» **Assignment**
Without omitting anything, retype the data that follows.

(Source records)
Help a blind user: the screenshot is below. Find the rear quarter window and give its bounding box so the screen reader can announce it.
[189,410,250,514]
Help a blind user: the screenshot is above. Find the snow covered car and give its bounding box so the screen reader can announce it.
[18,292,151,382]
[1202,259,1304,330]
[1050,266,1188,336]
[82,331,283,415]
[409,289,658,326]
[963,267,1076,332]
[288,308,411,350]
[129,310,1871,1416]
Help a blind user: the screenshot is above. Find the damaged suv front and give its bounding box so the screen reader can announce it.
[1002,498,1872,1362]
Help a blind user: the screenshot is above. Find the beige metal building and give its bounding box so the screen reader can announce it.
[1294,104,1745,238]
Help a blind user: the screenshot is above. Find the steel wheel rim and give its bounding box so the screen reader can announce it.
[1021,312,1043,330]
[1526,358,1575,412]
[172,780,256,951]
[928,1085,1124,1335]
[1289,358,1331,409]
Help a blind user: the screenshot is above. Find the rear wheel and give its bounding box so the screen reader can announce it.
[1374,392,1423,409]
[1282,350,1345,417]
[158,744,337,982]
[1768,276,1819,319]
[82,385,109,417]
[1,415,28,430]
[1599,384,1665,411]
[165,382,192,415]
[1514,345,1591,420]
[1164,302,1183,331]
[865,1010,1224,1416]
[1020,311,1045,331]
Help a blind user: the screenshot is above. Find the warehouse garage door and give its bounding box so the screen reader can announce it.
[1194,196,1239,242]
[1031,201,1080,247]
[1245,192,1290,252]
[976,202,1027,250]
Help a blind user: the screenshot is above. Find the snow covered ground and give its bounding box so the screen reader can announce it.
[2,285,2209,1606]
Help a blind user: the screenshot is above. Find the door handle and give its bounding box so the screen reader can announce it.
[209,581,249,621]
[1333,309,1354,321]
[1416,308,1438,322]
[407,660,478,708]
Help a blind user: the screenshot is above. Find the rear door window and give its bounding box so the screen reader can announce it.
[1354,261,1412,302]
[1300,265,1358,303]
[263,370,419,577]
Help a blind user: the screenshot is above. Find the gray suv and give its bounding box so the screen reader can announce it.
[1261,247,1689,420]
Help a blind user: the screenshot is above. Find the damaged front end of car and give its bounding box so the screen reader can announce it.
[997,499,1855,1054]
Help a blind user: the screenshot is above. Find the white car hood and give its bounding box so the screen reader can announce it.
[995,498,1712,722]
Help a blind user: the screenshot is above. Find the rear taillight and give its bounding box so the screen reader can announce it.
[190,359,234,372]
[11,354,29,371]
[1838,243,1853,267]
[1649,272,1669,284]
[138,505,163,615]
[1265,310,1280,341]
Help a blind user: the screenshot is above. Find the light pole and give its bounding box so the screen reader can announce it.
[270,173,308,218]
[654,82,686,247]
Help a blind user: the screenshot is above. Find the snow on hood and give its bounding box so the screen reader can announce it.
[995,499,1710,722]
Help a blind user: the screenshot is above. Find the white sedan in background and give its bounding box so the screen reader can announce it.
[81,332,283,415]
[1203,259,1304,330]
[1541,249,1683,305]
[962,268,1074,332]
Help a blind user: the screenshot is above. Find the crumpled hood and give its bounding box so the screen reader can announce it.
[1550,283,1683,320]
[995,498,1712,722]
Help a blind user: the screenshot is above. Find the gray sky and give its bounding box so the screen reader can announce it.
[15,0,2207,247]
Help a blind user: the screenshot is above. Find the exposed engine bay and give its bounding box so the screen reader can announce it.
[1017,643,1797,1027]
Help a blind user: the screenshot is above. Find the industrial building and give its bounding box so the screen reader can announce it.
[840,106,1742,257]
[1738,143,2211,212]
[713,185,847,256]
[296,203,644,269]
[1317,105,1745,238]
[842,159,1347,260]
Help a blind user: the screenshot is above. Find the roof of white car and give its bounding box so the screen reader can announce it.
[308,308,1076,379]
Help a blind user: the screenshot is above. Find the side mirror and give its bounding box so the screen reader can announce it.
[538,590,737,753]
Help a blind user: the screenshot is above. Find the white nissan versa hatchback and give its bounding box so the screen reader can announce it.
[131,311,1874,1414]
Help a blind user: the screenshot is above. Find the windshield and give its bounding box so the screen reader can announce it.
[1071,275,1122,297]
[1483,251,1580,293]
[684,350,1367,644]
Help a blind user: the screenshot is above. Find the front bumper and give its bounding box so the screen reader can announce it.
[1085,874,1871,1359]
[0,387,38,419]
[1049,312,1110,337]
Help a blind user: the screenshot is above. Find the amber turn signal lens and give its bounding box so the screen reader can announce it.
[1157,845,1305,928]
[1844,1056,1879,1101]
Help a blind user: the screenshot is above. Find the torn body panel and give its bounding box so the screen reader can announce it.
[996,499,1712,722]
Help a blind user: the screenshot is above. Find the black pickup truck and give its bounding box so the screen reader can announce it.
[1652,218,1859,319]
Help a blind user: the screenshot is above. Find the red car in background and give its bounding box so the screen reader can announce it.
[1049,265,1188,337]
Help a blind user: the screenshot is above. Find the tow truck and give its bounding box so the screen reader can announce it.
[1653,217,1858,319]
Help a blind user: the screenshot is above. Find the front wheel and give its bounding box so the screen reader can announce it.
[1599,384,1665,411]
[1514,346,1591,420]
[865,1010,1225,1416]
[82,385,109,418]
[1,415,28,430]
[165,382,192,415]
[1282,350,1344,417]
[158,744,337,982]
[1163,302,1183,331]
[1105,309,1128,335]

» **Task output**
Help a blind user: the screenshot is below. Find the rear quarter window and give its bounding box so the screen reader can announce it.
[189,410,250,514]
Help a blind user: the screenshot is above. Find the snow covered car and give its bounding box so the screen reader can announce it.
[18,292,151,382]
[1202,259,1304,330]
[1050,266,1188,336]
[82,331,283,415]
[409,289,658,326]
[963,267,1076,332]
[288,308,411,350]
[129,310,1871,1416]
Help a blind user: the screenshot is above. Find the damaged suv front and give its bounding box so the screen reader can announce it.
[1002,498,1872,1362]
Help a blind user: the screenshot is above. Find the beige metal building and give its bounding box so the screen reader can announce it.
[1294,104,1745,238]
Help a blind user: the screenshot is above. Find the steel wheel rim and give its bounding box so the screen reader can announce it.
[1021,312,1043,330]
[1526,358,1575,412]
[172,780,256,951]
[928,1085,1124,1335]
[1289,358,1331,409]
Help a blind user: the screenshot is above. Find the rear wheel and give its bounding box so the screen reader can announce it.
[1374,392,1423,409]
[1282,350,1345,417]
[158,744,337,982]
[1768,276,1819,319]
[82,385,109,417]
[1,415,28,430]
[1599,384,1665,411]
[165,382,192,415]
[1514,345,1591,420]
[1164,302,1183,331]
[865,1010,1224,1416]
[1020,311,1045,331]
Help a blind user: the screenshot is above. Find the warehouse garage door and give its bounding box so the screen reader can announce it.
[1194,196,1239,242]
[1031,201,1080,247]
[1245,192,1290,252]
[976,202,1027,250]
Help a blind user: the screenshot is above. Find the snow covered ground and give its bounding box so the screen reader can announce it.
[2,285,2209,1606]
Help a blind user: the screenshot is above. Find the door handle and give its bounding box so the screen reader can announce it.
[209,581,249,621]
[1333,309,1354,321]
[1416,308,1438,322]
[407,660,478,708]
Help a blind user: the screenshot is above. Find the rear door window and give its bounding box so the screen reader can announce it.
[1354,261,1412,302]
[1300,265,1358,303]
[263,370,419,577]
Help a blind user: the screenshot is above. Find the gray suv and give its bounding box so the screen reader can announce it.
[1261,247,1689,420]
Help a blind user: the screenshot is above. Find the damaged front end of car and give its bounding box so the screen reader can announce it.
[997,499,1855,1054]
Help a blind user: the screenshot is above. Find the white car hood and give its bounding box so the screen reader can announce it.
[995,498,1712,722]
Help a blind user: the screenshot is above. Find the rear taillight and give its bounding box so the screen reader can announce it.
[190,359,234,372]
[11,354,29,371]
[1838,243,1853,267]
[1649,272,1669,284]
[138,505,163,615]
[1265,310,1280,341]
Help a blind user: the screenshot is above. Find the light pole and give its bounding box so the screen reader can announce it.
[270,173,308,218]
[654,82,686,247]
Help a blind user: the screenshot is above. Find the snow on hood and give its bounding box so the screen reader can announce it.
[995,499,1710,722]
Help a blind user: the screenshot is above. Find the white sedan in background and give its bounding box so the screen reader can announce it.
[81,332,283,415]
[1203,259,1304,330]
[1541,249,1683,305]
[962,268,1074,332]
Help a blind user: the screenshot is above. Find the crumpled hood and give its bounding box so the screen reader can announce it.
[1550,283,1683,320]
[995,498,1712,722]
Help a blind user: the screenshot is above. Find the gray sky and give its bounding box so the screen reader can announce it.
[15,0,2207,247]
Help a blind user: the screenshot is above. Find the exposed engine bay and give its bounding box so the screen reader can announce it.
[1017,643,1797,1027]
Help a blind user: the screenshot is above. Find the industrial building and give its bounding box so the screen reader can announce it.
[840,106,1742,257]
[1738,143,2211,212]
[713,185,847,256]
[296,203,644,269]
[1317,105,1745,238]
[842,159,1347,260]
Help a blind user: the screenshot is above. Find the roof of white car and give its bounding box so the screen reader can announce it.
[308,308,1076,379]
Help a blind user: the screenshot is above. Find the side mirror and give its bounding box so the screen reader can announce it.
[538,590,737,753]
Help a blind user: the screenshot is above. Find the white nissan versa hatchback and give its bounding box so the screen reader can announce it.
[131,311,1874,1414]
Help a blind user: the screenshot is above. Find the windshield and give its bounding box so the screen reader can announce it.
[1071,275,1122,297]
[1483,251,1580,293]
[684,350,1367,644]
Help a blind user: the screenshot is above. Find the front bumper and give its bounding box so the screen reader can announce it.
[1085,874,1871,1359]
[0,387,38,419]
[1049,312,1110,337]
Help a blind user: the screenshot is above. Find the amber turn signal lens and give its bounding box so the screen reader can announce it.
[1157,845,1305,928]
[1844,1056,1879,1101]
Help a blind user: the screenshot is above. Find the torn body panel and give its bounding box so the screen reader can announce it.
[996,499,1712,722]
Help a blind user: the screenshot is above. Find the black pickup truck and give its bounding box so the screen reader can announce it.
[1652,218,1859,319]
Help a blind user: the screenshot is above. Find the red car in background and give its bounding box so the screen reader can announce it.
[1049,265,1188,337]
Help a blind user: the screenshot is above. Find the tow truck and give its bounding box so the screen reader can announce it.
[1653,217,1858,319]
Help a blind user: the screenshot is above. Find the front wheel and give its bounding box so the screen reader can announce it.
[1599,384,1665,411]
[1514,346,1591,420]
[865,1010,1225,1416]
[82,385,109,418]
[1,415,28,430]
[165,382,192,415]
[1282,350,1344,417]
[158,744,337,982]
[1163,302,1183,331]
[1105,309,1128,335]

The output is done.